▶ DATA ENTRIES:

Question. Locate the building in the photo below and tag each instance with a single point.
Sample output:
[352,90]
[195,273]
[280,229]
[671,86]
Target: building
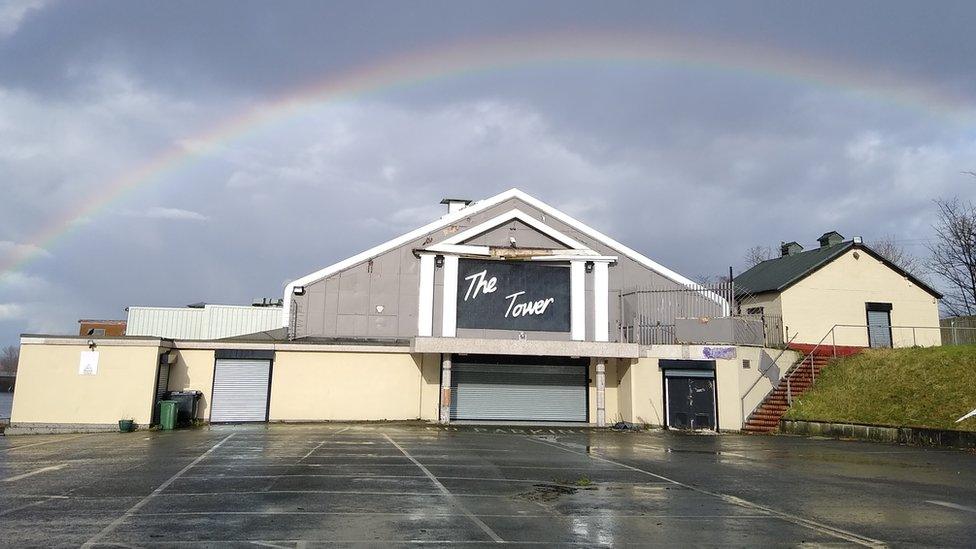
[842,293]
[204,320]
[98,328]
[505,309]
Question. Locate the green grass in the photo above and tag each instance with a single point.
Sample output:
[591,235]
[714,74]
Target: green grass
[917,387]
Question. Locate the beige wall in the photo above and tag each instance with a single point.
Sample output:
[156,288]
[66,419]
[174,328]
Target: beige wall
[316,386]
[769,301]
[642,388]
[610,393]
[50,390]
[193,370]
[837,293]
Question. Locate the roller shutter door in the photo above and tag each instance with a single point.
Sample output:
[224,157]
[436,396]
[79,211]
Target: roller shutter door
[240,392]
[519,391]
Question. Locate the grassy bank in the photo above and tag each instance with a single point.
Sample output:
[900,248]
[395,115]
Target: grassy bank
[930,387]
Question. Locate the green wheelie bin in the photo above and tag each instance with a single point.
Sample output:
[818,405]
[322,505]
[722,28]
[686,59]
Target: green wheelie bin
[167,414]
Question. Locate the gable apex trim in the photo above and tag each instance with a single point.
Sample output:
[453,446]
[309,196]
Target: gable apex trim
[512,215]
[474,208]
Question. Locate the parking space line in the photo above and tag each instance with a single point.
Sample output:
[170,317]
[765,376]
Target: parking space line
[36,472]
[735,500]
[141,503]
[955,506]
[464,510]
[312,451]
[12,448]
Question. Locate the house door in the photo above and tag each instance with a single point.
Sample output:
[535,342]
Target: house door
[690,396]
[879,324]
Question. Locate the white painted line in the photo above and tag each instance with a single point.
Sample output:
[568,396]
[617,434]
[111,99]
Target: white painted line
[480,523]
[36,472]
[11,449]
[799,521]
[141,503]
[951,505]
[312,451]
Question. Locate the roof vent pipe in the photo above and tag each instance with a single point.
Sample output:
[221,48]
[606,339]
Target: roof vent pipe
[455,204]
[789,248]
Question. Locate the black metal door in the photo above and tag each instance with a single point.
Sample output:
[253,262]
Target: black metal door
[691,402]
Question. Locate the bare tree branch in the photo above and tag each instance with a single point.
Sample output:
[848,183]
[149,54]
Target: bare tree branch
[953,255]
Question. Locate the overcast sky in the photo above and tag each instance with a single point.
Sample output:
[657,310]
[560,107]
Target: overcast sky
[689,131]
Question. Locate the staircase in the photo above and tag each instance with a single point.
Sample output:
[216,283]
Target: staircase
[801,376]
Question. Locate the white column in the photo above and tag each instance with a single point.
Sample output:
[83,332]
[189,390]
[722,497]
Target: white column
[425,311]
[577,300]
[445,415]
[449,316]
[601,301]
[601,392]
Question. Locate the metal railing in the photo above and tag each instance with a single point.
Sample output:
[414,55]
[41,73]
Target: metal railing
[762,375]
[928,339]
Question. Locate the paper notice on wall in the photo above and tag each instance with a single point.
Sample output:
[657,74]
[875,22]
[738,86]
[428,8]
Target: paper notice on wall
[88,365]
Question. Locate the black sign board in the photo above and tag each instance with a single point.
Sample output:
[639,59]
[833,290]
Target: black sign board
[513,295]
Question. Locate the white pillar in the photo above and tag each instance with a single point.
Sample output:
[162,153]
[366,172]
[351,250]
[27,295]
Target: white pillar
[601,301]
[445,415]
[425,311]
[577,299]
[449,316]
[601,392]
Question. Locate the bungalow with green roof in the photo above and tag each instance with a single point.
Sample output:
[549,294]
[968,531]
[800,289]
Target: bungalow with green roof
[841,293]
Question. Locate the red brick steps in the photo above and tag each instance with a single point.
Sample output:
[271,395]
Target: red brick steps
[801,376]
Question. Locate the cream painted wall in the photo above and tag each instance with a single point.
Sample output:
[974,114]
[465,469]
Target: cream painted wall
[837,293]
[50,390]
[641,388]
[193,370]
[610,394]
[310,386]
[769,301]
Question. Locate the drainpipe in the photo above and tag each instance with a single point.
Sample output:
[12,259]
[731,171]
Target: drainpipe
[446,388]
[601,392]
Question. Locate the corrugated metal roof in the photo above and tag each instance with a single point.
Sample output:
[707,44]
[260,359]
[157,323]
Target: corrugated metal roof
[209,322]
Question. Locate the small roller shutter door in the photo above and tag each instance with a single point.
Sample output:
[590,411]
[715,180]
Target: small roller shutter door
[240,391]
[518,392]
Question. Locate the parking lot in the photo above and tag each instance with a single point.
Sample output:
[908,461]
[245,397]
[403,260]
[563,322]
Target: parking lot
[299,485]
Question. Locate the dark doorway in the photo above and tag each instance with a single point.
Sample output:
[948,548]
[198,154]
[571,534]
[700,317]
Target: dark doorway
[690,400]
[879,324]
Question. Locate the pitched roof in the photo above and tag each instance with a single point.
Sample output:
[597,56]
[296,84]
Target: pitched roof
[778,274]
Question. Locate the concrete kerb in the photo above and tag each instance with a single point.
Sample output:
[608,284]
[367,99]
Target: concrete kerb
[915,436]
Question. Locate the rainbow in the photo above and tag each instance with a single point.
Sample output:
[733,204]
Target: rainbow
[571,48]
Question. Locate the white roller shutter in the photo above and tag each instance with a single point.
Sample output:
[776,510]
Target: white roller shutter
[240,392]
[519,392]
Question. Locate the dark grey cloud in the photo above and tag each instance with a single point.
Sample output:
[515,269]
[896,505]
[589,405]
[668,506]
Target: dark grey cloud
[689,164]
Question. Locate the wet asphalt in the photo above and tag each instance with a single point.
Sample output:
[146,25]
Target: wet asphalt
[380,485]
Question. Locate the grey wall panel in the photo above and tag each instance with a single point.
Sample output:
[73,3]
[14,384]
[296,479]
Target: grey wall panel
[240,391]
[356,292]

* * *

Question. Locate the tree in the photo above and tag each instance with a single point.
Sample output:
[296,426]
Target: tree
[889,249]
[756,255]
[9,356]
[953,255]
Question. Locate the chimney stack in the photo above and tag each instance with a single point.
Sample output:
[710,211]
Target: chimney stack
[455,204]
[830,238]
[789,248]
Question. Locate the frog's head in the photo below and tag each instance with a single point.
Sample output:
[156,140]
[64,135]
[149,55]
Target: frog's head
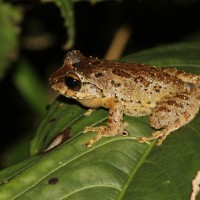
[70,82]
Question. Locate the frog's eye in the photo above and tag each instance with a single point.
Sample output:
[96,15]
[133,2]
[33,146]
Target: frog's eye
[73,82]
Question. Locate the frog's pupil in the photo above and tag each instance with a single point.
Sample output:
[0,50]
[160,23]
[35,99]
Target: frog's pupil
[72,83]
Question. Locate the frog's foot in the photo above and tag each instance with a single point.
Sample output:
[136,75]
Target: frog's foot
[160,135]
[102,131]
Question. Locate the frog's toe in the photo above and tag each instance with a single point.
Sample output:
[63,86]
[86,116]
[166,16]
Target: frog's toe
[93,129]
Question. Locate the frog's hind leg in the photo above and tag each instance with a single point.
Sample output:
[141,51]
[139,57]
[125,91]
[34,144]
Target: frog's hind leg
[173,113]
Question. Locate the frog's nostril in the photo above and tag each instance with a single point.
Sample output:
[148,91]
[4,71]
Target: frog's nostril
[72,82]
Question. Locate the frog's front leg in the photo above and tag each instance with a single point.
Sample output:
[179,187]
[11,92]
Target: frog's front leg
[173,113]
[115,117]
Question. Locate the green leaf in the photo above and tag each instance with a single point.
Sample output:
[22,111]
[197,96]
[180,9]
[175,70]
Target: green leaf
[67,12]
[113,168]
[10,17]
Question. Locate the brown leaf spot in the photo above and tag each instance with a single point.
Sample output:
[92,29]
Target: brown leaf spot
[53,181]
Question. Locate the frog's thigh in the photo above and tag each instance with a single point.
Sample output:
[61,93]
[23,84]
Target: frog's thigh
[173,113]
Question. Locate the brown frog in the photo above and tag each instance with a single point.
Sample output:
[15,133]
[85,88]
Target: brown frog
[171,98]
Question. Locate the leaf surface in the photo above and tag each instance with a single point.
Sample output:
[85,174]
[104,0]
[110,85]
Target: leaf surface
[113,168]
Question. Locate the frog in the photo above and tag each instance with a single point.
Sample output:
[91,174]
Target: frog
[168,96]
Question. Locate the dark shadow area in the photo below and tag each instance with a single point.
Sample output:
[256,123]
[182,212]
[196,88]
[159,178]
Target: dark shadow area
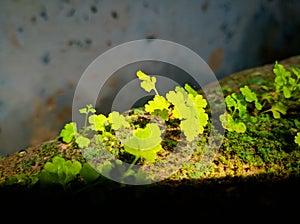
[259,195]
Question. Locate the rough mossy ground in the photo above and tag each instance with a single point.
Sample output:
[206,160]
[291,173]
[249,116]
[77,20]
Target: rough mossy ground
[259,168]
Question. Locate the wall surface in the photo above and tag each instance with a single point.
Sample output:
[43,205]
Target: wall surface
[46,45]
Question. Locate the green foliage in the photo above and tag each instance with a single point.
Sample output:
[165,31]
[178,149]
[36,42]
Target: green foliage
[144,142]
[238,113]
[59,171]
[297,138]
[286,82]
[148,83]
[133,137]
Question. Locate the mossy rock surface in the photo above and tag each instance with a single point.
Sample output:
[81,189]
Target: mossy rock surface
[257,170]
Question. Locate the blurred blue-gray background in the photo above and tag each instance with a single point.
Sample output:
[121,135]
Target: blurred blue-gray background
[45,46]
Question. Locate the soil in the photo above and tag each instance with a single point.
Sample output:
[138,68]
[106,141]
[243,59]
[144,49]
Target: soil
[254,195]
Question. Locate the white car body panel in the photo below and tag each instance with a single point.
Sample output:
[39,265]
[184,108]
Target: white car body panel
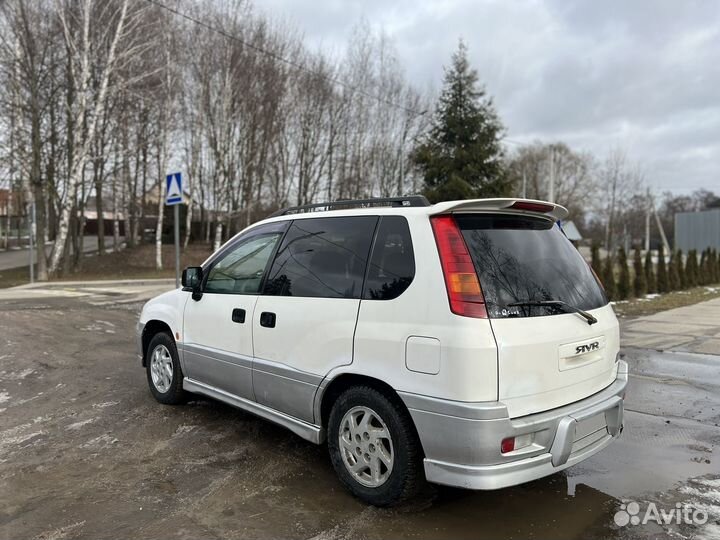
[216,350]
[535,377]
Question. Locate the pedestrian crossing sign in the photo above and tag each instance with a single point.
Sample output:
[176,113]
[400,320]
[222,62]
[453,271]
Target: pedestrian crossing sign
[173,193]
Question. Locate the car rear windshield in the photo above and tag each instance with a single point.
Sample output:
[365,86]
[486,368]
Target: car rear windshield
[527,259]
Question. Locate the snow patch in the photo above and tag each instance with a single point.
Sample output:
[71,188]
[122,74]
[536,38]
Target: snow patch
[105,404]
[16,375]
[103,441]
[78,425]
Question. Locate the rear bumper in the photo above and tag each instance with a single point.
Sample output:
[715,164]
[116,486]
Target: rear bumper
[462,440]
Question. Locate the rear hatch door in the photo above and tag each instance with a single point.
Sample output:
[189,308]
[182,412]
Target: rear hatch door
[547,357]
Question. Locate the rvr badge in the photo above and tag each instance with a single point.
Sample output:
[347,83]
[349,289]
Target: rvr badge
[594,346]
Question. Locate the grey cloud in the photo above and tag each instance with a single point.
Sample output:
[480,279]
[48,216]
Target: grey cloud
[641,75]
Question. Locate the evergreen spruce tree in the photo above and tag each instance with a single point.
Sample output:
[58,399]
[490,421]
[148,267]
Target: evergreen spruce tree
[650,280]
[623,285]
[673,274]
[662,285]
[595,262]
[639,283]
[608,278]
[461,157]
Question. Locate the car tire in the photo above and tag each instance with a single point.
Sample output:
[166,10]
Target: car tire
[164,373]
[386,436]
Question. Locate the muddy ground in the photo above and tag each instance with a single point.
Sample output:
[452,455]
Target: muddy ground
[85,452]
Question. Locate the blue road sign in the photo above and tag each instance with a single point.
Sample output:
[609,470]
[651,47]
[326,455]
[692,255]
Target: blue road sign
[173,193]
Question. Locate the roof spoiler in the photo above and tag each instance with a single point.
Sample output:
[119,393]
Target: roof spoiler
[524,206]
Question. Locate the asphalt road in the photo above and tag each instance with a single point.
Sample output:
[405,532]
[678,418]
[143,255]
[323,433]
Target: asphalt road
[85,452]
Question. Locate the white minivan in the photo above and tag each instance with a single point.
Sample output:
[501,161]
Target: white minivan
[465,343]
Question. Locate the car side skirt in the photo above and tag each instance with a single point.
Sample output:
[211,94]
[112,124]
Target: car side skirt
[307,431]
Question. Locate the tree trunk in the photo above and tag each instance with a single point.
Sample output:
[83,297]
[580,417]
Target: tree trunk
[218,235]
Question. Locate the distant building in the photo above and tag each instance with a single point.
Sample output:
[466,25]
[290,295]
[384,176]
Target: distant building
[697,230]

* * *

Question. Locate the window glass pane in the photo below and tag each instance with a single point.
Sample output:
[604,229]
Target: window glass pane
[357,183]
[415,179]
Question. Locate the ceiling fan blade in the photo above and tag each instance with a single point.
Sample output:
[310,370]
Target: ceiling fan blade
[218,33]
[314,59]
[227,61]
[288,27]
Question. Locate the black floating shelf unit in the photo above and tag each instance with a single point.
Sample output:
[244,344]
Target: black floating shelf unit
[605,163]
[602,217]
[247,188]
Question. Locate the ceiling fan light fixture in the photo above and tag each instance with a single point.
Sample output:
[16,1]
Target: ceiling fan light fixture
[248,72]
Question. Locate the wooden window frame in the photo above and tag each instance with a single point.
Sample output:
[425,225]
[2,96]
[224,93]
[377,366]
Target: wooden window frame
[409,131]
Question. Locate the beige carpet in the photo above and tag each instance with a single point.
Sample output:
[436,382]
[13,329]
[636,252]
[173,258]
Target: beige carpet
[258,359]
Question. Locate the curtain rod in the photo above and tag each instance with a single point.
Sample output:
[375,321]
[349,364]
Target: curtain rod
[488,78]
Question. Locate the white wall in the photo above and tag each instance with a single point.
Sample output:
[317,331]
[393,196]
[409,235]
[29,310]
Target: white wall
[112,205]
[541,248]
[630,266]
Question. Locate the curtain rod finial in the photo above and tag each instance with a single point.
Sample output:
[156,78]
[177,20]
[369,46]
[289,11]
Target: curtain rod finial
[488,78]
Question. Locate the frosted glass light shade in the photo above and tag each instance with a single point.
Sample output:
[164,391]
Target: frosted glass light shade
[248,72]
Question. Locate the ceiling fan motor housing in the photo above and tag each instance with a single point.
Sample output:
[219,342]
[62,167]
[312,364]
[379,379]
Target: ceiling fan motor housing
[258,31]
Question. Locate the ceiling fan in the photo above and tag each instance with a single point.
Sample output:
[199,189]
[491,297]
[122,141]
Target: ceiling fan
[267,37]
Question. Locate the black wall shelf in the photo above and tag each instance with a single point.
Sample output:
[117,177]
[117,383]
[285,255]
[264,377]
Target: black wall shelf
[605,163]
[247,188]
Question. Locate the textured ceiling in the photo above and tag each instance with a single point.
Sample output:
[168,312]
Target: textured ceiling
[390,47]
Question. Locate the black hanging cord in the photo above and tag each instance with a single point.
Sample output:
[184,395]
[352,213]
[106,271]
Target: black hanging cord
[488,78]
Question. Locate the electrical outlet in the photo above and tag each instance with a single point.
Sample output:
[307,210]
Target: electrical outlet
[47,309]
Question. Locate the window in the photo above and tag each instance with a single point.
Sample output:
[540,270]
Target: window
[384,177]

▶ DIRECTIONS FOR THIS TASK: Please pull out every line above that contains the string "house". Case counts.

▶ SOLUTION TO THIS TASK:
Question. Locate the house door in the photo above and tag each instance with a single point.
Target: house door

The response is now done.